● What you should do:
Gather each line of the records below that contains the word "shoe".

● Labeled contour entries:
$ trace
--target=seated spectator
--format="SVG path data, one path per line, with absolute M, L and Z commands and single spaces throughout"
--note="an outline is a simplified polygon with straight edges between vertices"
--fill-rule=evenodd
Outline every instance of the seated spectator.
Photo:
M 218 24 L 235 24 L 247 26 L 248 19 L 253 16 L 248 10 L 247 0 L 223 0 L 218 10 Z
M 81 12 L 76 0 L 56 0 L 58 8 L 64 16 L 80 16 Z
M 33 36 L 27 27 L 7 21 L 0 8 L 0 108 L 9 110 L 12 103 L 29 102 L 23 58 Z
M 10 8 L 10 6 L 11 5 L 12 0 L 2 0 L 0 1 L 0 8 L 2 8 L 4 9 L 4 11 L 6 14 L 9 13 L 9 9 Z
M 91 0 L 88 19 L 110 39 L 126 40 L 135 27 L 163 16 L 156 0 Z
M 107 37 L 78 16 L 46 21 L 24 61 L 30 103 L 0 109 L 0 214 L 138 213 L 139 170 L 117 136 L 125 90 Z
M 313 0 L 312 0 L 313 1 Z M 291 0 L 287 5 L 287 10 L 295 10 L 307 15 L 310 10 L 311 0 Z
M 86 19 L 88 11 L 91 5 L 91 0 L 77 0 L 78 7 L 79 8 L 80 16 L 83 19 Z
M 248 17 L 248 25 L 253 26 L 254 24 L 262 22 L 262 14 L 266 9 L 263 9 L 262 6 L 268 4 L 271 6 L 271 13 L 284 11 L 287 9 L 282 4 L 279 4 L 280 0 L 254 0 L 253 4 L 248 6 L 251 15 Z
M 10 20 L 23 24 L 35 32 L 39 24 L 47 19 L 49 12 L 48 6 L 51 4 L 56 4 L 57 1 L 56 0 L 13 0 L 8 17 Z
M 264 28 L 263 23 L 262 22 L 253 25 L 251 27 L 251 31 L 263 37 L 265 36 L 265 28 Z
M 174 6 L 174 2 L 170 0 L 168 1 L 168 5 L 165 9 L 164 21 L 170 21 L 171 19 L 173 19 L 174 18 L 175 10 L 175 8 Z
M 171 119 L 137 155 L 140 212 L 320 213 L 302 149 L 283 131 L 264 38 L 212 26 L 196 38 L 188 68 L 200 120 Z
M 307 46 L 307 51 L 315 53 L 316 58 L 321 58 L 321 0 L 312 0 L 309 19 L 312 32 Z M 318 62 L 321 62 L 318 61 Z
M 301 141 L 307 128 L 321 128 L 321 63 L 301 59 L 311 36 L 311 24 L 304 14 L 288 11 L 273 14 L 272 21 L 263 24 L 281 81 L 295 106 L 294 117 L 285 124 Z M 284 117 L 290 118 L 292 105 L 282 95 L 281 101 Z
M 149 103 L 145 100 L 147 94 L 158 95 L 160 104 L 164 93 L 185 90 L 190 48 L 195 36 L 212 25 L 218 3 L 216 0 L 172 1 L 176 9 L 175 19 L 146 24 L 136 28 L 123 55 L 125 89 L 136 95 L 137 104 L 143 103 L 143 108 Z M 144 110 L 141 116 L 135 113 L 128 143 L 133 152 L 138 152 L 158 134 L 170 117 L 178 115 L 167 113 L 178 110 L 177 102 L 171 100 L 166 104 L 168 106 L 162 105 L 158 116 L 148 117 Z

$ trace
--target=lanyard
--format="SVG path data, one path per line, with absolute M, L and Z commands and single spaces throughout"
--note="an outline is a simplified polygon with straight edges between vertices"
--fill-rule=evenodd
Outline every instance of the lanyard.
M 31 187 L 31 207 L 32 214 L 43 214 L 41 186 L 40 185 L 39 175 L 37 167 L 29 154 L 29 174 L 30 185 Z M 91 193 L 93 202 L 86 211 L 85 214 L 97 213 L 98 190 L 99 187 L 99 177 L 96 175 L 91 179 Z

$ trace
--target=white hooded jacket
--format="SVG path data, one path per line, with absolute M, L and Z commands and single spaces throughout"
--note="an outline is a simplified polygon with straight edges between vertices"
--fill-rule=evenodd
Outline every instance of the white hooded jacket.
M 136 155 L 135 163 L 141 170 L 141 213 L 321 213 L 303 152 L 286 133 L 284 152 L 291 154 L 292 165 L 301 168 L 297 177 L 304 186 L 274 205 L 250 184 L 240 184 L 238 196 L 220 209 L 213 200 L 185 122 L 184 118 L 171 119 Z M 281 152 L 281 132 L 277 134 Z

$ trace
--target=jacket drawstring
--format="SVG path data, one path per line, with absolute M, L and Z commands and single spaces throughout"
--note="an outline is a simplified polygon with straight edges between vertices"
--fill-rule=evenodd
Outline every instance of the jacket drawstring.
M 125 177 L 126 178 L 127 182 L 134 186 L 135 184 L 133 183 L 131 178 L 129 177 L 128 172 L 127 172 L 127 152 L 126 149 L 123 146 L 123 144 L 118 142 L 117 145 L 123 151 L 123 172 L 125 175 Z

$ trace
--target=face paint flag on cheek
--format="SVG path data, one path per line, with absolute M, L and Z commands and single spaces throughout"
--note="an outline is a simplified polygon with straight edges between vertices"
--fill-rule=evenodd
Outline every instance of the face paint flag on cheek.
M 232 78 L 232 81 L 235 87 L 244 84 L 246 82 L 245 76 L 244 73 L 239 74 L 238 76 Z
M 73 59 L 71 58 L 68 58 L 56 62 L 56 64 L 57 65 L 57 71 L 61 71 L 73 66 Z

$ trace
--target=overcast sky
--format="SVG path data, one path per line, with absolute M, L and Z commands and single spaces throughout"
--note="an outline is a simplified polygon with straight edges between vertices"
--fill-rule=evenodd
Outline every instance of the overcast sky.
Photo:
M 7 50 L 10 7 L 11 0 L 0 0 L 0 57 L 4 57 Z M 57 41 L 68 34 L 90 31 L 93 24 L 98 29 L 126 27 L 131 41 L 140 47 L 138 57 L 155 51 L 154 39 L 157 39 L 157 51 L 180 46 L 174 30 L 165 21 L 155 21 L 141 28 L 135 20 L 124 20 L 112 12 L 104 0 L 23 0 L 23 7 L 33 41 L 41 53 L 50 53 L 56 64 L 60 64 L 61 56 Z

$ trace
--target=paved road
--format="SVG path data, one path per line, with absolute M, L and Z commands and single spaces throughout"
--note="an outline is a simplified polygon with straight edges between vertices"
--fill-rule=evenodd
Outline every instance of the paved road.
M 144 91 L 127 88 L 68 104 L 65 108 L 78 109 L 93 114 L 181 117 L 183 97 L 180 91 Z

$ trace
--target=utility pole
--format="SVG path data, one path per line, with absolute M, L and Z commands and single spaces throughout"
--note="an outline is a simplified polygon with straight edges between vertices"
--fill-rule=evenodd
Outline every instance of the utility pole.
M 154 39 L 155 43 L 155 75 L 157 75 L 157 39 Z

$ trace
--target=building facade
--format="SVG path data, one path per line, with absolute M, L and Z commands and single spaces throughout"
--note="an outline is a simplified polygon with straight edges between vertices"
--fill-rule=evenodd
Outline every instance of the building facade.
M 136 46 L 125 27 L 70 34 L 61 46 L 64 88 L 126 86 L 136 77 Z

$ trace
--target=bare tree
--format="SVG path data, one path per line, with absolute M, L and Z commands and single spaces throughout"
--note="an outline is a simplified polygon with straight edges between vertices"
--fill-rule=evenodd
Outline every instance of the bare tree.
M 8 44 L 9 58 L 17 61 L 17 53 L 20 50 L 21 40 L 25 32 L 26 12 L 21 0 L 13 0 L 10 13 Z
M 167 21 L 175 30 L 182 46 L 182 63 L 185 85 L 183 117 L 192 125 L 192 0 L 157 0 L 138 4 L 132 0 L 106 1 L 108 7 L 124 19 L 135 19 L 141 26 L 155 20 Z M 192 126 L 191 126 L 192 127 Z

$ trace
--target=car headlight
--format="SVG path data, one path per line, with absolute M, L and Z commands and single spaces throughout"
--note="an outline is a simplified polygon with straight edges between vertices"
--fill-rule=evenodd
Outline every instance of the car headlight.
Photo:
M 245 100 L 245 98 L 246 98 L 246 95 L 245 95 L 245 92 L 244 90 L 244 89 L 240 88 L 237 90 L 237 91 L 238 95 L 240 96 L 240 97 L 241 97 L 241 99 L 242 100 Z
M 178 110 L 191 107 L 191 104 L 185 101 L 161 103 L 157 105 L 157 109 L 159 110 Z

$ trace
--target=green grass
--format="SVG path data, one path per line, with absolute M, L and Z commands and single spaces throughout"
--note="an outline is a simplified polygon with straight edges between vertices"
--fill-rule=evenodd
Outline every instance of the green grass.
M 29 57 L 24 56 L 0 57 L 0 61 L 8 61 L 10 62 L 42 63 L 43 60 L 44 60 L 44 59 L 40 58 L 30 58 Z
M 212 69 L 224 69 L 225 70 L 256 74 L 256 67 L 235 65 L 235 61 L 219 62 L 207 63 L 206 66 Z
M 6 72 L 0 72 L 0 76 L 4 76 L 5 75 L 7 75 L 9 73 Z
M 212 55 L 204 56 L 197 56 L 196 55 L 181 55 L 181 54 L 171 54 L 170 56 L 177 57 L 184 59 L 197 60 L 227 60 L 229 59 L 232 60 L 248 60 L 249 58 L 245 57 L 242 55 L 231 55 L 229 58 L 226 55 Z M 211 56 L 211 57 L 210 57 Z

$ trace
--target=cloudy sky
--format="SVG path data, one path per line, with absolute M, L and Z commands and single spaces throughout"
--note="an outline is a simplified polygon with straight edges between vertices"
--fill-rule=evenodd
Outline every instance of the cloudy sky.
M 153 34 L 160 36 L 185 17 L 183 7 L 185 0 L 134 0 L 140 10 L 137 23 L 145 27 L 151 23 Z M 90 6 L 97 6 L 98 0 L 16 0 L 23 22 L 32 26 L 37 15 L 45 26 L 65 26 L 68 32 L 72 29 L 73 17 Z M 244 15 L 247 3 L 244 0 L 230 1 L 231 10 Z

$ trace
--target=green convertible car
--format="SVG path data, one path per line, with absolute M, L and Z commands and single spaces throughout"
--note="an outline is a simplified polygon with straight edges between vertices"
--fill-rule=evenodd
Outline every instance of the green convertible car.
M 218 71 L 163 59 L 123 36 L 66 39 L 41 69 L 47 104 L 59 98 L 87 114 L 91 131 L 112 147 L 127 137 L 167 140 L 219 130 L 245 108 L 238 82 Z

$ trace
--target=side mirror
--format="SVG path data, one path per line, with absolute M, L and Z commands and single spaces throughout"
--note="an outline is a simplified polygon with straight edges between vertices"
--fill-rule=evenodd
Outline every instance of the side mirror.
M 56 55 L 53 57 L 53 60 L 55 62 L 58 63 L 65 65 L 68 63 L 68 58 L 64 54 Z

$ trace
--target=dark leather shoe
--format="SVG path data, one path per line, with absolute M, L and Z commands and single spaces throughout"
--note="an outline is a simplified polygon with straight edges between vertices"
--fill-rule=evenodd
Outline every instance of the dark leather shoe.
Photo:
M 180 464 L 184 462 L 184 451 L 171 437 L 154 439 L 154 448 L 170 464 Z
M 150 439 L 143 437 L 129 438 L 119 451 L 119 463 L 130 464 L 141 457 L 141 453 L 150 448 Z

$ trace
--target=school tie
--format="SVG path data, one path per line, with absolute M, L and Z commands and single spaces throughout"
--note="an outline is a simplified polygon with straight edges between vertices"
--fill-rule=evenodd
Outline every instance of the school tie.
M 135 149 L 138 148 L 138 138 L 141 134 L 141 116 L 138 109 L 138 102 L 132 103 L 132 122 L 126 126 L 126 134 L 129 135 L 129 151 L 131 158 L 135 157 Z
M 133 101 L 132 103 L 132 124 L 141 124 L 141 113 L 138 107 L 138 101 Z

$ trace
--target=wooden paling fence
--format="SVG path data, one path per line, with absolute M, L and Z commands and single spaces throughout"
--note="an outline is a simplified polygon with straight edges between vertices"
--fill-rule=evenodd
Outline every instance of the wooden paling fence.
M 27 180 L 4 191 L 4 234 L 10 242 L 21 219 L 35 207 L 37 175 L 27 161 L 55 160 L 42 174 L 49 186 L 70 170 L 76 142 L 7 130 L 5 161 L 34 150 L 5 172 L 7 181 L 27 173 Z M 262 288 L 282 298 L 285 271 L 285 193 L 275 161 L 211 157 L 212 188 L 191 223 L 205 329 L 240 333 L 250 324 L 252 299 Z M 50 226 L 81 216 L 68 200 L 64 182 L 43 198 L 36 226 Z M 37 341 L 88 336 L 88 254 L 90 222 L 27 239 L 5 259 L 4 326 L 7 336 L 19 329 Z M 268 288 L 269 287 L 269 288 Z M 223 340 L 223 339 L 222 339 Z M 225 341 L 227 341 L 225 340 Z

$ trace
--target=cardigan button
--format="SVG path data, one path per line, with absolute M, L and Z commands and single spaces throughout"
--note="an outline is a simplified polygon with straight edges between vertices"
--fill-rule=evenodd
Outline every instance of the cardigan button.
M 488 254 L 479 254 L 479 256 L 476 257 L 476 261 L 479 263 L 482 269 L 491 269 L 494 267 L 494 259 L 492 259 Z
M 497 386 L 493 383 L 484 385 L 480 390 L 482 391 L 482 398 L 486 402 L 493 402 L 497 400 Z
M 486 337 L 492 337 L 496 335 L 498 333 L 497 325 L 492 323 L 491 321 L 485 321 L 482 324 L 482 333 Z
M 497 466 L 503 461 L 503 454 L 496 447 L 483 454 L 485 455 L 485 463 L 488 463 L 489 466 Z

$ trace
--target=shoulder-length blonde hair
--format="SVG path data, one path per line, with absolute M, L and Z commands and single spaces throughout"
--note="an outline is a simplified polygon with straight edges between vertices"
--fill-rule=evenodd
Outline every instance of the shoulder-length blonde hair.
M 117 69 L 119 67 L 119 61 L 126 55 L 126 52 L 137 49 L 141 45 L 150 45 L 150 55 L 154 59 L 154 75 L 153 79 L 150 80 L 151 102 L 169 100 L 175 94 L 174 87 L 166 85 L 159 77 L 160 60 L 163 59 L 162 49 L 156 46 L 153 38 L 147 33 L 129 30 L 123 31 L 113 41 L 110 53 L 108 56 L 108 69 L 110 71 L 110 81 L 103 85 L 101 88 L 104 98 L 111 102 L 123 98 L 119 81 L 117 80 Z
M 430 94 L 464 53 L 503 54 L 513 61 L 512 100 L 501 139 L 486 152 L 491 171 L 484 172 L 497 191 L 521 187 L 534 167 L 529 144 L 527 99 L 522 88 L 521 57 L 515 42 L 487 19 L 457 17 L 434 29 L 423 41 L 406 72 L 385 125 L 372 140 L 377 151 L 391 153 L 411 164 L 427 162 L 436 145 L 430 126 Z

● Expected answer:
--target=dark leather shoe
Outline every instance of the dark leather shoe.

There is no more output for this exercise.